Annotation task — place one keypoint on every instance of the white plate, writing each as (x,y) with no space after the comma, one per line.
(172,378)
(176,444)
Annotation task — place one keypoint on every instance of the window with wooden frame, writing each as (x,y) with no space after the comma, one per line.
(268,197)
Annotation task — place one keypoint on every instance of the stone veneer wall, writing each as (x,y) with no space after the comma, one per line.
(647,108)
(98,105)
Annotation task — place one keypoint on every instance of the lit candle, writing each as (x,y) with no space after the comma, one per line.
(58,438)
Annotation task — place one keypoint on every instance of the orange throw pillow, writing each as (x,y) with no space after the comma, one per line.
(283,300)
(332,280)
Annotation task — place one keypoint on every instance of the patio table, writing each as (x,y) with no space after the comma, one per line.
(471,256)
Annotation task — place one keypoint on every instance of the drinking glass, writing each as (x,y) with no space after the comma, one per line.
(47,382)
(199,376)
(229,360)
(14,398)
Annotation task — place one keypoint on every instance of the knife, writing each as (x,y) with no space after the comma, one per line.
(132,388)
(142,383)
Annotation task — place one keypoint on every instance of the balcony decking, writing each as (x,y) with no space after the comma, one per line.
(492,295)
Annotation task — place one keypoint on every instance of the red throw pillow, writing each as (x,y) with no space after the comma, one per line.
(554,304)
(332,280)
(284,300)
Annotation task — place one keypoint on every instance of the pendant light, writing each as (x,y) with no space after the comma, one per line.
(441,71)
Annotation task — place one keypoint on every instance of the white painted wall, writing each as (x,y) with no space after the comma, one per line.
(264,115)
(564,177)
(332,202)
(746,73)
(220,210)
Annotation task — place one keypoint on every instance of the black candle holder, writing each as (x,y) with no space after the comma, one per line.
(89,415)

▶ _What the exercise asks_: Copy out every entry again, exactly as it was given.

▶ _The solution_:
Annotation task — place one keypoint on every instance of the white plate, writing each as (x,y) with no space after the comma, one per line.
(172,378)
(176,444)
Annotation task — place one keypoint on every instance of the window with wooden frame, writing each as (x,y) with no space after the comma, one per line.
(268,197)
Annotation task — place one keypoint on every instance of the stone veneer wall, writing each as (x,y) with no space after the comma, one per line.
(647,108)
(98,105)
Annotation task — place one keypoint on every instance of the lit candle, writing each as (x,y) with no space after the comma, one per line.
(58,438)
Annotation task — place one keypoint on every instance of the orange throw pillow, writing each as (x,y) with no space after the comma, one per line.
(283,300)
(332,280)
Annotation task — place one keypoint on every instance of the patio table, writing each as (x,y) with no space after the comma, one per line.
(471,256)
Annotation task — place one keypoint on every instance of the drinking glass, writing each as (x,y) with no space after the comma, one per line.
(47,382)
(199,376)
(229,360)
(14,398)
Annotation task — place one keypoint on every instance of the knife, writing each as (x,y) with no space after the comma, one per line.
(132,388)
(142,383)
Annotation task — place one keypoint on every instance of the balcony decking, writing each as (x,y) with no space after the comma, one per line.
(492,295)
Annotation task — place one keypoint on every instance of the red throw pillow, writing each as (x,y) with no space after the comma, one per line.
(554,304)
(332,280)
(284,300)
Annotation task — place one keypoint on every instance of the pendant light, writing each as (x,y) with no space after the comma, one per line.
(441,71)
Annotation task — place one keypoint on every instance of the white painted wall, writing each as (x,y) with no space after the comma, one per line.
(264,115)
(564,177)
(332,202)
(746,73)
(220,210)
Annotation task — place one keypoint on every instance of the black candle holder, writing each as (x,y) with no space after the comma, one per line.
(89,415)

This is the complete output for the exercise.